- Brief -
Print every one of the records verbatim, omitting nothing.

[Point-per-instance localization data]
──────────────────────────────

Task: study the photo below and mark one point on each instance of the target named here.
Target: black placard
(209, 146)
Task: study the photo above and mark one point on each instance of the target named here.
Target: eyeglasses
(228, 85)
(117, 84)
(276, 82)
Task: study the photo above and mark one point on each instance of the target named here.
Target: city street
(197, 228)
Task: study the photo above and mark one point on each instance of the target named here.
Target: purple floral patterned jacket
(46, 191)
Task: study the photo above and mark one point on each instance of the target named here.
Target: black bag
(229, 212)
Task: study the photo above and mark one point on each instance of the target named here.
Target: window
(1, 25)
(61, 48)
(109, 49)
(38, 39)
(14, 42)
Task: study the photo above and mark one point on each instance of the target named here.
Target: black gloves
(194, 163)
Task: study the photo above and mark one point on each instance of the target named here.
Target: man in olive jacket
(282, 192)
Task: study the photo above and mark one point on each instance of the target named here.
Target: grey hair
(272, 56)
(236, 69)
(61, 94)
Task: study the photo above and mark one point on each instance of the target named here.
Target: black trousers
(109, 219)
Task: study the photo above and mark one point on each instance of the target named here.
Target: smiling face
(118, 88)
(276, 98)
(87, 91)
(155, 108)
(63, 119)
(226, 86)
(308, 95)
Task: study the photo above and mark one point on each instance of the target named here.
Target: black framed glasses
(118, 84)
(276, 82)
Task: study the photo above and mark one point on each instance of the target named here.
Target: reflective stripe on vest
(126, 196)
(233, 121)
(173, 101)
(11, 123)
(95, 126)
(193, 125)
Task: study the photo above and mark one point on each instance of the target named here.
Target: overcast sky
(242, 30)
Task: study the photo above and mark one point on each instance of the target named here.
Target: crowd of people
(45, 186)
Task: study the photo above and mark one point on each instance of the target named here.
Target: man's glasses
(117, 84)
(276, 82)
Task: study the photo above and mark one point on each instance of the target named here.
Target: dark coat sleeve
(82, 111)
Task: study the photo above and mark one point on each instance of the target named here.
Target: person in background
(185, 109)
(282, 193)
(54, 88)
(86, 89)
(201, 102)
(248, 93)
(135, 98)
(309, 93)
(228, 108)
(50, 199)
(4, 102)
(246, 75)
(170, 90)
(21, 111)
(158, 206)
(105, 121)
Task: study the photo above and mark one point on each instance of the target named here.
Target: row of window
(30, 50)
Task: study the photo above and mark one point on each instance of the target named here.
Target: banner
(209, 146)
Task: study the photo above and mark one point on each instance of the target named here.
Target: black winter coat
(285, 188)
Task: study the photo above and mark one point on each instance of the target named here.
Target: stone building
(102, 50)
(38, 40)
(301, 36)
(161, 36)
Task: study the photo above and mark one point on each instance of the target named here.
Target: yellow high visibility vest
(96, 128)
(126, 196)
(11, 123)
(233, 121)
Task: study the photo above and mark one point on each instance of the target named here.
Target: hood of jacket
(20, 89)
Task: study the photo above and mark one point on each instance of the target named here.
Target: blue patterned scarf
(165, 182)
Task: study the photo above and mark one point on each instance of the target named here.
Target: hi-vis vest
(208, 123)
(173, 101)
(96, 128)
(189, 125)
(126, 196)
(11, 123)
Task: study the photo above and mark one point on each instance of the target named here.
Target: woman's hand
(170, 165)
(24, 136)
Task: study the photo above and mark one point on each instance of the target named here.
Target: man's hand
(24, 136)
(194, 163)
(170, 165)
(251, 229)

──────────────────────────────

- Result -
Task: study the photo below and mark one point on each instance of the target named here.
Target: black placard
(209, 146)
Task: study the photo above and mark one point on each instance of the target named here.
Target: eyeglasses
(228, 85)
(117, 84)
(276, 82)
Task: study the photo above and mark one point on each instance of the target named here.
Target: city street
(197, 228)
Task: study the photo above and mark one point on each instance of the target named here.
Target: purple floral patterned jacket
(46, 191)
Task: study the photo above and mark one point on each instance of the target named here.
Target: black bag
(229, 212)
Task: study the photo above and mark one point on each instance of the target named here.
Target: window
(1, 25)
(61, 48)
(109, 49)
(38, 39)
(14, 42)
Task: study the photo above and mark one point on each instance of the target named here.
Target: black gloves
(194, 163)
Task: study the photo above and mark one point on each instance of the target named here.
Target: man in olive jacket
(282, 192)
Task: study the photo above and mark one point on each instance of the target named here.
Target: grey hair
(272, 56)
(236, 69)
(61, 94)
Task: study the photo above and mark one point on each instance of the target named here.
Target: black trousers
(109, 219)
Task: study the photo above and mark one point on each instance of the target named here.
Target: smiling face
(118, 88)
(276, 98)
(87, 91)
(155, 108)
(63, 119)
(226, 86)
(308, 95)
Task: study the photo above and mark one point on each instance of the target named here.
Target: black framed glasses
(118, 84)
(276, 82)
Task: study the photo above and mark one point on each instance of the target named here.
Target: reflective stripe on vest
(126, 196)
(233, 121)
(173, 101)
(11, 123)
(95, 126)
(193, 125)
Task: study the photo above and mark one point on each instance of the target named here.
Target: overcast sky
(242, 30)
Task: study the photo above and mark one point on each instance of the target named here.
Target: crowd of people
(45, 186)
Task: study the photo above and mark one point on each instance of the target named here.
Target: man's glasses
(117, 84)
(276, 82)
Task: study the photo above and mark one point on each instance of the target named here.
Target: dark coat sleeve
(82, 111)
Task: study the photo above and mark one point on each instance of the target named here.
Target: person in background
(185, 109)
(282, 193)
(54, 88)
(86, 89)
(201, 102)
(248, 93)
(135, 98)
(309, 93)
(228, 108)
(50, 199)
(4, 102)
(246, 75)
(170, 90)
(21, 111)
(158, 206)
(105, 121)
Task: study the photo above and mark one point on each instance of the target named here.
Target: row of window
(30, 50)
Task: study the photo above and mark one point on each instance of the target named here.
Target: banner
(209, 146)
Task: study the photo above and mark one point on each instance of the target named here.
Target: black winter coat
(285, 188)
Task: study the photo above and mark one point on each instance of the target named here.
Target: stone building
(102, 50)
(38, 40)
(301, 36)
(161, 36)
Task: study the photo above and mark one point on each instance of the target named here.
Target: yellow high visibility vest
(96, 128)
(126, 196)
(11, 123)
(233, 121)
Task: study the photo above and mark one point on each instance of the target named here.
Target: hood of jacket
(20, 89)
Task: study the photo above and mark one point on each instance of the target named here.
Target: blue patterned scarf
(165, 182)
Task: study the photo above and mark one point on each instance of the target named here.
Target: hi-vis vest
(208, 123)
(173, 101)
(96, 128)
(189, 125)
(126, 196)
(11, 123)
Task: study the photo above and mark one point on each instance of the target named here.
Target: woman's hand
(170, 165)
(24, 136)
Task: study the photo above and mark one point on each instance of the target named here.
Target: man's hand
(24, 136)
(194, 163)
(170, 165)
(251, 229)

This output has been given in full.